Written request ::
Repeat the items below word for word, from the start up to and including the line that contains "[365,139,382,155]".

--------------------------------

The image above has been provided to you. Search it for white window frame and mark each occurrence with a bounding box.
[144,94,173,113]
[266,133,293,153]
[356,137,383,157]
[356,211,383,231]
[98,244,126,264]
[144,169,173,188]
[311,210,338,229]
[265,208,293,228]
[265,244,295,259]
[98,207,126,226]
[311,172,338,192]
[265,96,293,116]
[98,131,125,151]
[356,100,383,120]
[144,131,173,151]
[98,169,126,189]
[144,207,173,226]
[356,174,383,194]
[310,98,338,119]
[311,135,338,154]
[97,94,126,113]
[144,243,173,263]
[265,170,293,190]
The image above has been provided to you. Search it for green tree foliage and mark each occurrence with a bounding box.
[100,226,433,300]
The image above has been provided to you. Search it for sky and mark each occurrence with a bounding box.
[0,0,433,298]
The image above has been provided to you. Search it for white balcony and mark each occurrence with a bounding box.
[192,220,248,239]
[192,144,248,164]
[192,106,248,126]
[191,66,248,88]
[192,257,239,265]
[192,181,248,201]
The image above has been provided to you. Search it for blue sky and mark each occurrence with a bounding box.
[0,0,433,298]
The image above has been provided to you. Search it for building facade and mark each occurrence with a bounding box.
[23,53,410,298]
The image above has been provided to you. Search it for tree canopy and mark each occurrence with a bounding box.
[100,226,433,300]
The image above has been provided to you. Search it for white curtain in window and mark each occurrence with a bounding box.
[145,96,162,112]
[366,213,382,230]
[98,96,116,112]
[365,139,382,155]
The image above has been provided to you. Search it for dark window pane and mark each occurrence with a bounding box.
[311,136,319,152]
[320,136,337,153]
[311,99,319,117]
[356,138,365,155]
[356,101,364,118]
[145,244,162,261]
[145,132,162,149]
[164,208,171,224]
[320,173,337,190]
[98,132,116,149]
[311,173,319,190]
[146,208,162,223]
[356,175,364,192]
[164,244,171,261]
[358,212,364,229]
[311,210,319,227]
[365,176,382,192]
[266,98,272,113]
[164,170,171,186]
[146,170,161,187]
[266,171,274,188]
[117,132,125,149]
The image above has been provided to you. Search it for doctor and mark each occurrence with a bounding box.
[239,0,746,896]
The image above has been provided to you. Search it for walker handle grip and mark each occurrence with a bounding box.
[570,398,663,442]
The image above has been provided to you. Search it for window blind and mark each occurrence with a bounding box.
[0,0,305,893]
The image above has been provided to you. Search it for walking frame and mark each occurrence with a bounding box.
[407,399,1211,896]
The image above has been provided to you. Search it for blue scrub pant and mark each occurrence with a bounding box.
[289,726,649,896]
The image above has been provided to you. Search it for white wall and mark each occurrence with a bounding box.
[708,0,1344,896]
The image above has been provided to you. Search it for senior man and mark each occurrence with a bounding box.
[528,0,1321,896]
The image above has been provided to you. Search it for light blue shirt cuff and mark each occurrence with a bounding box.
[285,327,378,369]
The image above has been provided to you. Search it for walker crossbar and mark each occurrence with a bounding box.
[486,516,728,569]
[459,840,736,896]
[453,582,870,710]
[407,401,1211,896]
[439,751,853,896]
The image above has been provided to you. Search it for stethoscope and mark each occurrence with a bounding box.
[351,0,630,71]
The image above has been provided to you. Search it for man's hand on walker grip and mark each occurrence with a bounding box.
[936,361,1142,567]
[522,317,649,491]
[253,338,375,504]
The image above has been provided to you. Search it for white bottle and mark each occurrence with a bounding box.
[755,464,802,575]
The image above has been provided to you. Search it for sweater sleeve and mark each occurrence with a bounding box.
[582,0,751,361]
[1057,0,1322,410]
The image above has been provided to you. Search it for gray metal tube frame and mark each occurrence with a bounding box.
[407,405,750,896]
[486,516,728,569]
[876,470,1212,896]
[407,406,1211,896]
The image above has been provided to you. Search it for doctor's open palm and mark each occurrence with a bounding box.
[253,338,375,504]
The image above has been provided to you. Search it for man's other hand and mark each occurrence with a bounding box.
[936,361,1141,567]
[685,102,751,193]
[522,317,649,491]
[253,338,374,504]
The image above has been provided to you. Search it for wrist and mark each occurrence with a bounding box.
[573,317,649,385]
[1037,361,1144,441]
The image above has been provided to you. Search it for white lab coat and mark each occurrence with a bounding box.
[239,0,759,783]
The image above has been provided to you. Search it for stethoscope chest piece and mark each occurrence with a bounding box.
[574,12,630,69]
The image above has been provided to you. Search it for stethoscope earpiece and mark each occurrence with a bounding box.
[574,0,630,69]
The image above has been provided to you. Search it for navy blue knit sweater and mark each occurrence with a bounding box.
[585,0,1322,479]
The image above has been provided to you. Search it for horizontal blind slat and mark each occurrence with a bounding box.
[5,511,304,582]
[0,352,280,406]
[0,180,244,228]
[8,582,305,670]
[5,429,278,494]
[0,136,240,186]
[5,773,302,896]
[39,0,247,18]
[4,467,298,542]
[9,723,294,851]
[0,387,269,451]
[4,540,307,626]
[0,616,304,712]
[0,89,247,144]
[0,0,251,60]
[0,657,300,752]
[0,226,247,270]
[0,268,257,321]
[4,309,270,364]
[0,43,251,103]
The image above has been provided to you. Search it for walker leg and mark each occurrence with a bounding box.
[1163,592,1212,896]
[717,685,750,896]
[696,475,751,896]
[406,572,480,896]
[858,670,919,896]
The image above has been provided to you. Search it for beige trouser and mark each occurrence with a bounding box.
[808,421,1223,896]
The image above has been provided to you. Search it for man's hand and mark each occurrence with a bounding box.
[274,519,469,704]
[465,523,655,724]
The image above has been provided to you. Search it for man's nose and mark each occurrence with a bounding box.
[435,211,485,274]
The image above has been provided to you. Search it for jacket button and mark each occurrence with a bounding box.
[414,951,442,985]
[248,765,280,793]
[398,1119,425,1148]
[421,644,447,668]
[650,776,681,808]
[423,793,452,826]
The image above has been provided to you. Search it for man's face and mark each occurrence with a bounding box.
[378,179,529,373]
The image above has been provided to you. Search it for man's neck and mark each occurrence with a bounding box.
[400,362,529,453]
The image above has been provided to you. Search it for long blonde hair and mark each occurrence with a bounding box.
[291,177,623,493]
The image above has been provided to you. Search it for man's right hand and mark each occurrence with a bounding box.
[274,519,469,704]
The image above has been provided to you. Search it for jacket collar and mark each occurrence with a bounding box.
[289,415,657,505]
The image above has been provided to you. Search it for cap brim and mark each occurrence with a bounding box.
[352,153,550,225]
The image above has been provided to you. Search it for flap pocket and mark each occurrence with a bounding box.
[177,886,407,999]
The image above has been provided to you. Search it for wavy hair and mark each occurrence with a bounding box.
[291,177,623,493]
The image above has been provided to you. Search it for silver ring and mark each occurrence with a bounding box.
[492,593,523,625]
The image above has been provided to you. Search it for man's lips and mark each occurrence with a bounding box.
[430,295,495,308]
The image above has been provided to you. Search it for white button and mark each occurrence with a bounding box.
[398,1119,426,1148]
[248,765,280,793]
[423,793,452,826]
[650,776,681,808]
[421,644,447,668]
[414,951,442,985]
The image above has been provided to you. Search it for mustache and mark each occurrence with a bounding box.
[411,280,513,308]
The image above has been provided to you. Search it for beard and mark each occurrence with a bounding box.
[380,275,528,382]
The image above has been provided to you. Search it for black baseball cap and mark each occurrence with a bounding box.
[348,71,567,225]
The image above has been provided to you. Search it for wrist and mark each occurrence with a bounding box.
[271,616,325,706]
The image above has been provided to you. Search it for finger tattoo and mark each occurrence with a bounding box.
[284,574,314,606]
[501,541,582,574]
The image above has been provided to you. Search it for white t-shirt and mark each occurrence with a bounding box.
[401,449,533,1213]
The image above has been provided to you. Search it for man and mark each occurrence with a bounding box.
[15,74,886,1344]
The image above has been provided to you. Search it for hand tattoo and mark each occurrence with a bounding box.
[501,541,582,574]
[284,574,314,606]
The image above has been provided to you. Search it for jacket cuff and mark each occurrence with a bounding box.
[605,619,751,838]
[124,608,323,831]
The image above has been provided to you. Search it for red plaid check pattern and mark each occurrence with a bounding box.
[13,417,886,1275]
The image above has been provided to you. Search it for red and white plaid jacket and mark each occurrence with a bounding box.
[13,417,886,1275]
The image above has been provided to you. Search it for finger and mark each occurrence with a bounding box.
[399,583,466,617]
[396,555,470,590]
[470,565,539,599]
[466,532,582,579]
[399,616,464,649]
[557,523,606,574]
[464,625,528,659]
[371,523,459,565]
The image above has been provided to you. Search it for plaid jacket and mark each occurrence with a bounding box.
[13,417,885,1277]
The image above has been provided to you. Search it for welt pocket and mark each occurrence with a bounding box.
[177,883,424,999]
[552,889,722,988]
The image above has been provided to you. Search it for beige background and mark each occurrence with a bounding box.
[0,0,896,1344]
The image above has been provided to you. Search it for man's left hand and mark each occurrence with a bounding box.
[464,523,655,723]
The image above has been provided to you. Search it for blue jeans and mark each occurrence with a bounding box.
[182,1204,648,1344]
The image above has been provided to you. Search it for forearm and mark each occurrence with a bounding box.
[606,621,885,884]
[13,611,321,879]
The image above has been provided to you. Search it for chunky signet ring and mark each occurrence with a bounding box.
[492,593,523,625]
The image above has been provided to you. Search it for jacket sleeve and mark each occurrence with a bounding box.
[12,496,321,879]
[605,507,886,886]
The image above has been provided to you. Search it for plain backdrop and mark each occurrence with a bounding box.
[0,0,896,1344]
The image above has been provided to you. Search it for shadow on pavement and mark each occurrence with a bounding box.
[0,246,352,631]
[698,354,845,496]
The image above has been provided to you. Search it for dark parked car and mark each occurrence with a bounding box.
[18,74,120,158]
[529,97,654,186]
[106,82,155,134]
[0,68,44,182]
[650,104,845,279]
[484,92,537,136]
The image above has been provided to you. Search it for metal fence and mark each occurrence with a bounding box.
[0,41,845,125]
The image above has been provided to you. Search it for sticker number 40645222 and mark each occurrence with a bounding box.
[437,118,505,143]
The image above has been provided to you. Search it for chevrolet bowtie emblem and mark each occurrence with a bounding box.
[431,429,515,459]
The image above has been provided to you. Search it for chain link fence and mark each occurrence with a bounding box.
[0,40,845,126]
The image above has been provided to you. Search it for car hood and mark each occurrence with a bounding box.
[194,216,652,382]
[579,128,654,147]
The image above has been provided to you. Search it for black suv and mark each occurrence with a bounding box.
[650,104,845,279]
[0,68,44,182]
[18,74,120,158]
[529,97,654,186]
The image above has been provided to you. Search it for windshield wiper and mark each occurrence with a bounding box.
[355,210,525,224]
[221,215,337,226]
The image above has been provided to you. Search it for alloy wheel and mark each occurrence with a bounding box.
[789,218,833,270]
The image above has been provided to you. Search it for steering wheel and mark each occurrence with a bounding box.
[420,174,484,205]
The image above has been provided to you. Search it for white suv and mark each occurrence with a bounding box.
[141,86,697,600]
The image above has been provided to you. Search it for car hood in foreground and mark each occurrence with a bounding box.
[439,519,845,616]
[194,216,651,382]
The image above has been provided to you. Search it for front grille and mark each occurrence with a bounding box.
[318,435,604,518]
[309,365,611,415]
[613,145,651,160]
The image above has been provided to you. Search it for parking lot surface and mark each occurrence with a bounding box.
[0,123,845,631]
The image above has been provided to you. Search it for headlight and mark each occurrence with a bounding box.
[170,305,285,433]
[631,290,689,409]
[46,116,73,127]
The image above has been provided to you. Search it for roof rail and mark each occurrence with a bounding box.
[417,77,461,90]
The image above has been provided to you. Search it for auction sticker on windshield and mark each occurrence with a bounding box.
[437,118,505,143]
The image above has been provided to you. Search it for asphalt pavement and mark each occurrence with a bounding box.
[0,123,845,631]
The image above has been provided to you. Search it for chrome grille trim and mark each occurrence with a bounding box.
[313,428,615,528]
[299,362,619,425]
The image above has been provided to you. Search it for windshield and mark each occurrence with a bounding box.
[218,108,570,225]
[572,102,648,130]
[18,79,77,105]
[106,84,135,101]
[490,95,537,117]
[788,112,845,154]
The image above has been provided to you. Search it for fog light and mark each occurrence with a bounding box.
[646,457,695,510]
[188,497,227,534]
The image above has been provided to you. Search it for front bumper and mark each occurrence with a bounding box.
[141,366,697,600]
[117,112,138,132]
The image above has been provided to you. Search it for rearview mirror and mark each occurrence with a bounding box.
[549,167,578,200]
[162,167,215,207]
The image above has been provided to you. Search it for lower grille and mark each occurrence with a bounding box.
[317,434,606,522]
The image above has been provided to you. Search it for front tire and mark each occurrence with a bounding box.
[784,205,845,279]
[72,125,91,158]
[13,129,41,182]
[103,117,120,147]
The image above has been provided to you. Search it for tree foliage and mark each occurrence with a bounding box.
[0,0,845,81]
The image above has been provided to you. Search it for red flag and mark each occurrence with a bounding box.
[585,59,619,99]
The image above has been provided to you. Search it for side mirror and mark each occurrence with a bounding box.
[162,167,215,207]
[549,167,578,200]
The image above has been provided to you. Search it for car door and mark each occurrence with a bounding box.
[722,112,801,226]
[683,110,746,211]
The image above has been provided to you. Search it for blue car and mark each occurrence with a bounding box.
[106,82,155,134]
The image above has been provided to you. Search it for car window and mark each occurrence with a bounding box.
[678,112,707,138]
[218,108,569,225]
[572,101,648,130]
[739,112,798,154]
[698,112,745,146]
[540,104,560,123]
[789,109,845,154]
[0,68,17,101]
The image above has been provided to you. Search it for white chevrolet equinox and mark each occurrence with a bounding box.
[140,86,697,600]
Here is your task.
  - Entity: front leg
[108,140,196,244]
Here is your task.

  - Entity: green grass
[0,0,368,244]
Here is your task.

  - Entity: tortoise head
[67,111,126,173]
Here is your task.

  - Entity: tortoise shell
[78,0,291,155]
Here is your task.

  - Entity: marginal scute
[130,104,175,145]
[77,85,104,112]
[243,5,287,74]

--------------------------------

The result ::
The image above has been provided to you. Search it for white window frame and mark each occurrence with a bounding box.
[144,94,173,113]
[266,133,293,153]
[356,137,383,157]
[356,211,383,231]
[98,244,126,264]
[144,169,173,188]
[311,210,338,229]
[265,208,293,228]
[265,244,295,259]
[98,207,126,226]
[311,172,338,192]
[265,96,293,116]
[98,131,125,151]
[356,100,383,120]
[144,131,173,151]
[98,169,126,189]
[144,207,173,226]
[356,174,383,194]
[310,98,338,119]
[311,135,338,154]
[97,94,126,113]
[144,243,173,263]
[265,170,293,190]
The image above has been provided to you. Search it for green tree foliage and mark each occurrence with a bounding box.
[100,226,433,300]
The image above has been provided to you. Search it for sky and mark each occurrence with a bounding box.
[0,0,433,298]
The image above has been provided to you. Search it for white balcony and mark each occurrence with a bounding box.
[192,220,248,239]
[192,144,248,164]
[192,106,248,126]
[191,66,248,88]
[192,257,239,265]
[192,181,248,201]
The image above has been provided to you. Search it for blue sky and mark each occurrence with a bounding box.
[0,0,433,298]
The image above has been provided to you. Search it for building facade and mark each occurrence with a bounding box.
[23,53,410,298]
The image above has been provided to you. Search it for tree canopy and mark each occurrence with a bounding box.
[100,226,433,300]
The image above has been provided to you. Search it for white curtain in window and mark each occurrence with a bounding box.
[145,96,162,112]
[366,213,382,230]
[98,96,116,112]
[365,139,382,155]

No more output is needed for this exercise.